▶ _SUPPLIED RECORDS_:
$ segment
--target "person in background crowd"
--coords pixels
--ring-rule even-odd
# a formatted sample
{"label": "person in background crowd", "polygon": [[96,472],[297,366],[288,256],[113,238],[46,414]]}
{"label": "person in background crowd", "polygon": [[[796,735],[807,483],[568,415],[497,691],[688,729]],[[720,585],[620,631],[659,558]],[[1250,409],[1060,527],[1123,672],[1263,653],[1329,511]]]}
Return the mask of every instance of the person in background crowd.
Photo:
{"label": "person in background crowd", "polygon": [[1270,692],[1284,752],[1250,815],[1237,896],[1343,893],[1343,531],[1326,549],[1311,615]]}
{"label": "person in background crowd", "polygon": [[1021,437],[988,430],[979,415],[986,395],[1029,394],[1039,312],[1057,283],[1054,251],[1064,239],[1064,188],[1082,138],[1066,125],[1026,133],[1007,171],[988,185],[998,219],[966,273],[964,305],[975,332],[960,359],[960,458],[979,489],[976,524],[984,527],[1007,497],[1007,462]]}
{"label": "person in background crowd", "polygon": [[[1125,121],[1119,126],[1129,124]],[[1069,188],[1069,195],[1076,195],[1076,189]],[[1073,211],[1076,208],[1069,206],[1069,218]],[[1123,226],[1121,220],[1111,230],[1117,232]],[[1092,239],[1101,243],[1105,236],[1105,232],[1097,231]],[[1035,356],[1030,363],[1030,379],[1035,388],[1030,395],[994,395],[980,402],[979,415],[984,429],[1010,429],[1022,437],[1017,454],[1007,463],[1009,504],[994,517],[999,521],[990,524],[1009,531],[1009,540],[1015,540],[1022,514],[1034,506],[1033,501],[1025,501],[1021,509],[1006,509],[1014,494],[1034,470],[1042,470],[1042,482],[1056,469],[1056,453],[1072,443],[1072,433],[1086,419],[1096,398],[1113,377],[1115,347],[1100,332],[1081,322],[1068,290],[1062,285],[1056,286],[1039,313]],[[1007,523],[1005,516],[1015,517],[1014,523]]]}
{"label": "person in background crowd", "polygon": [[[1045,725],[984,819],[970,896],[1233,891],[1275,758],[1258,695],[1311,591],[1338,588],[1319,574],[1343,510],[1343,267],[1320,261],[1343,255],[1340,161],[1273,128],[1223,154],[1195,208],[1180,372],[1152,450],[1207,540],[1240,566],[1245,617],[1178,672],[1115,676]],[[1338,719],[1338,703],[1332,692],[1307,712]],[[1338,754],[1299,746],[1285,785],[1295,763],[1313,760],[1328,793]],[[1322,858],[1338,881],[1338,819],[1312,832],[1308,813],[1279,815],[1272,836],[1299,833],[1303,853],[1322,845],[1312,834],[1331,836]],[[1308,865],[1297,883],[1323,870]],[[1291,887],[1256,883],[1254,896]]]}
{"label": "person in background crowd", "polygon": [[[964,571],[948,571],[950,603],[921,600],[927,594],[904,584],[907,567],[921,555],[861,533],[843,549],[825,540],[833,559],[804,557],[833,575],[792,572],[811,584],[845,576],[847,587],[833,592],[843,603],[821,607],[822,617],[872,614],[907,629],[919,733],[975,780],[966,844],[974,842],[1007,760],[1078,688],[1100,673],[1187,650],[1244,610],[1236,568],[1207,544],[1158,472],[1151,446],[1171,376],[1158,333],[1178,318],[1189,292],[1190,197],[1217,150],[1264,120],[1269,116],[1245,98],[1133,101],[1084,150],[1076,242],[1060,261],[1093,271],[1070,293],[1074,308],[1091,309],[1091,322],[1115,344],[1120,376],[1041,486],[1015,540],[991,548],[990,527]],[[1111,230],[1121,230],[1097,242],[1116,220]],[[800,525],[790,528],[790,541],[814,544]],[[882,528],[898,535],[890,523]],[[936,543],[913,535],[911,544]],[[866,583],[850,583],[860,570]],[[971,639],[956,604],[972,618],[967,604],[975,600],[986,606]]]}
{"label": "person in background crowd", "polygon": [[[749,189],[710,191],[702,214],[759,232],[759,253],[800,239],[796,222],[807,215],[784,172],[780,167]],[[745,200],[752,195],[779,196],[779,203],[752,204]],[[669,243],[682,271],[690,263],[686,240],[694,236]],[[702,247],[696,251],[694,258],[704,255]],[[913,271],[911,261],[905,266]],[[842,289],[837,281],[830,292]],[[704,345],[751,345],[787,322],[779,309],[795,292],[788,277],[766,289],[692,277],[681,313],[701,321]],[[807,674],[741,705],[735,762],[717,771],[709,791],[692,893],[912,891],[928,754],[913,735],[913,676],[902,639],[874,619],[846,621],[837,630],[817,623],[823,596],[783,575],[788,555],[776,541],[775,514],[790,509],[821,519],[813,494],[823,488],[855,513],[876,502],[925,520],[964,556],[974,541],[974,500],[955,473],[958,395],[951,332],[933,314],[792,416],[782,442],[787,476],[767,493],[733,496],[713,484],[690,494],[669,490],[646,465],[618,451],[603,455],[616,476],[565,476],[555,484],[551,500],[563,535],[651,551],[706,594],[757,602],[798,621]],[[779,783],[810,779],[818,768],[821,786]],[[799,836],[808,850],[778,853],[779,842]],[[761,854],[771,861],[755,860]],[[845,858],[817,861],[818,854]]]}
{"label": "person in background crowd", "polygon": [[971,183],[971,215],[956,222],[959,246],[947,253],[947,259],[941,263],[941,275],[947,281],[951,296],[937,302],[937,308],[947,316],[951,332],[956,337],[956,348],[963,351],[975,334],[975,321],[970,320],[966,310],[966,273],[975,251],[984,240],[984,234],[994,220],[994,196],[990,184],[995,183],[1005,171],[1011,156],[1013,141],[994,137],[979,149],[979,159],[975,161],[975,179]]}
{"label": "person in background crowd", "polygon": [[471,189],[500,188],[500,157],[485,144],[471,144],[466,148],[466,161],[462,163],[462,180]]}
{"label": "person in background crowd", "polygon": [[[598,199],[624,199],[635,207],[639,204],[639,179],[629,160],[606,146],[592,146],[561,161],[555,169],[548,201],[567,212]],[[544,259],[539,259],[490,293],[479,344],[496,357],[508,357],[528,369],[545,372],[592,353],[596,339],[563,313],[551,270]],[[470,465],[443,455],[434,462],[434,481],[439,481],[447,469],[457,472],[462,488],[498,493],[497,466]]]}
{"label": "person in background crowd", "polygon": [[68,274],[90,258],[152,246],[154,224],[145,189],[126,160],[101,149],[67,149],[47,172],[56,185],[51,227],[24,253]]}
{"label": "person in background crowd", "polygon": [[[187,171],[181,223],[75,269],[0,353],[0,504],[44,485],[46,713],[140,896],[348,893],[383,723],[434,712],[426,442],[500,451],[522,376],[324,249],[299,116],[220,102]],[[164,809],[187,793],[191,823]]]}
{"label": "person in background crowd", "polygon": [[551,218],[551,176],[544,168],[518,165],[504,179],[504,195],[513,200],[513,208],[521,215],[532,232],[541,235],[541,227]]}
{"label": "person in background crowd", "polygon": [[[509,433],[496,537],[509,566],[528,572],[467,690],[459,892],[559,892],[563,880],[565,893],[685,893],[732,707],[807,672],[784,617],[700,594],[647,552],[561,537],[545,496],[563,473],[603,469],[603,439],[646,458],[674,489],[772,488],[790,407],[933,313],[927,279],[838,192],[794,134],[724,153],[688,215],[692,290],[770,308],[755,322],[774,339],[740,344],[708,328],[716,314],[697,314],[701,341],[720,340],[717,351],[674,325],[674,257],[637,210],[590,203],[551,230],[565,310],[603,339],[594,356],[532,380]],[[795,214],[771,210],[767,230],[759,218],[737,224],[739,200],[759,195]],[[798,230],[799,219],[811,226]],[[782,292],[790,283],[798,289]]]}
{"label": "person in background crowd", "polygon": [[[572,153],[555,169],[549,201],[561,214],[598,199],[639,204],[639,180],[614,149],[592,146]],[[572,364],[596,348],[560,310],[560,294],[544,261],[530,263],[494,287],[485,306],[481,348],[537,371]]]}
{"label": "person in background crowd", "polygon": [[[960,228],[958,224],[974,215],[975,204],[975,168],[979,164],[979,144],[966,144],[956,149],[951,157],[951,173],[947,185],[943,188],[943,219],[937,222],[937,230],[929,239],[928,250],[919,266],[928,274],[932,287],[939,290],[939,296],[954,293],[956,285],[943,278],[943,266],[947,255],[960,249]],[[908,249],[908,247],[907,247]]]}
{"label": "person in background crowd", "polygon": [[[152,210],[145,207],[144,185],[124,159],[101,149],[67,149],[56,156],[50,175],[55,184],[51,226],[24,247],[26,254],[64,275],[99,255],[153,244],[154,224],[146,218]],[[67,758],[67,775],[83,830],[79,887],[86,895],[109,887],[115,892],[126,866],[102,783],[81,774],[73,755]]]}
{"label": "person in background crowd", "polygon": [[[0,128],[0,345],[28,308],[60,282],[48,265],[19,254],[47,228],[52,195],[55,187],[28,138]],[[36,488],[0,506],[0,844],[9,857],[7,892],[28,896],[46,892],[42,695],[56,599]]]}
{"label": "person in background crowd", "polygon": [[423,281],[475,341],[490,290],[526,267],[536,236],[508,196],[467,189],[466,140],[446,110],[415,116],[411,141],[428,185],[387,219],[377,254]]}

▶ _THE REQUEST_: Report how many of the lines above contain the string "instance", giving only the number.

▶ _SOLUTION FOR THIS TASK_: 1